Excerpt provided —
>>>

Orbitofrontal Cortex (OFC)
The activation of orbitofrontal cortex during performance of the Stroop test has been seen in human imaging studies. Bench et al. (1993) conducted a PET study in humans performing Stroop test and observed activation in right OFC and cingulate cortex. Mitchell (2005) also reported activation of OFC during performance of Stroop test in a fMRI study. In addition, Goldstein et al. (2011) conducted a PET study in control and drug-addicted human subjects and showed that a higher activation in orbitofrontal gyrus was associated with higher conflict level. They suggested that OFC might be involved in the evaluation of conflict level to increase the mental efforts to improve the behaviour.
These studies in humans suggest that a distributed network of brain regions is involved in processing the conflict information and possibly mediating the behavioural effects of conflict. These imaging studies have greatly contributed to our understanding of the activation patterns in different brain regions but the findings are correlational and do not necessarily indicate whether these brain regions have any indispensable role in conflict detection or resolution. Further detailed neurobiological assessment are necessary to examine the essential function of these areas in conflict processing.

<<<

Work order 1 — List every study that the passage on the orbitofrontal cortex cites, giving for each its authors, year, and imaging method.
Work order 2 —
Answer these questions using the passage on the orbitofrontal cortex:
(a) In which regions did Bench et al. (1993) observe activation?
(b) Which two groups of subjects did Goldstein et al. (2011) study?
(c) According to the passage, what limitation do the imaging findings have?
Work order 3 — Reproduce word for word the portion of the passage on the orbitofrontal cortex that runs from "These studies in" down to "in conflict processing.".
The data that come next are separate from the passage on the orbitofrontal cortex.

Records —
>>>

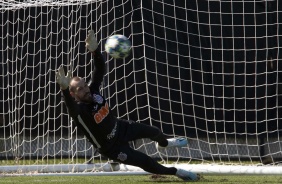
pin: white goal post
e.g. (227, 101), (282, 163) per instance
(0, 0), (282, 175)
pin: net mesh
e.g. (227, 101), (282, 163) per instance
(0, 0), (282, 174)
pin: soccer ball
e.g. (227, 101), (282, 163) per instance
(105, 35), (131, 59)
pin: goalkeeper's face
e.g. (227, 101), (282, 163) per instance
(70, 78), (93, 103)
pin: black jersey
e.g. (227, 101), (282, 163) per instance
(63, 51), (119, 151)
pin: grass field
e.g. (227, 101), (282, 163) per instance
(0, 175), (282, 184)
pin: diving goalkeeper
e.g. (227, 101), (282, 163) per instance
(56, 30), (198, 181)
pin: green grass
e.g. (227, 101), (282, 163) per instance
(0, 175), (282, 184)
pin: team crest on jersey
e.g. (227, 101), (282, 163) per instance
(93, 94), (103, 104)
(117, 152), (127, 161)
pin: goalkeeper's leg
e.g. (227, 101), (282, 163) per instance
(120, 120), (188, 149)
(104, 144), (199, 181)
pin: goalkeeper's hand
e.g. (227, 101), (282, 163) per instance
(56, 66), (72, 90)
(85, 30), (98, 52)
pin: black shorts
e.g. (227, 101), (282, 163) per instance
(98, 119), (176, 175)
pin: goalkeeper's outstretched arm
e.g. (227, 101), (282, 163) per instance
(56, 66), (78, 118)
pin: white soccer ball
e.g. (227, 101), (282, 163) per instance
(105, 35), (131, 59)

<<<

Answer section 1 —
- Bench et al. (1993), PET
- Mitchell (2005), fMRI
- Goldstein et al. (2011), PET

Answer section 2 —
(a) The right OFC and the cingulate cortex.
(b) Control subjects and drug-addicted human subjects.
(c) The findings are correlational and do not necessarily indicate whether these brain regions have any indispensable role in conflict detection or resolution.

Answer section 3 —
These studies in humans suggest that a distributed network of brain regions is involved in processing the conflict information and possibly mediating the behavioural effects of conflict. These imaging studies have greatly contributed to our understanding of the activation patterns in different brain regions but the findings are correlational and do not necessarily indicate whether these brain regions have any indispensable role in conflict detection or resolution. Further detailed neurobiological assessment are necessary to examine the essential function of these areas in conflict processing.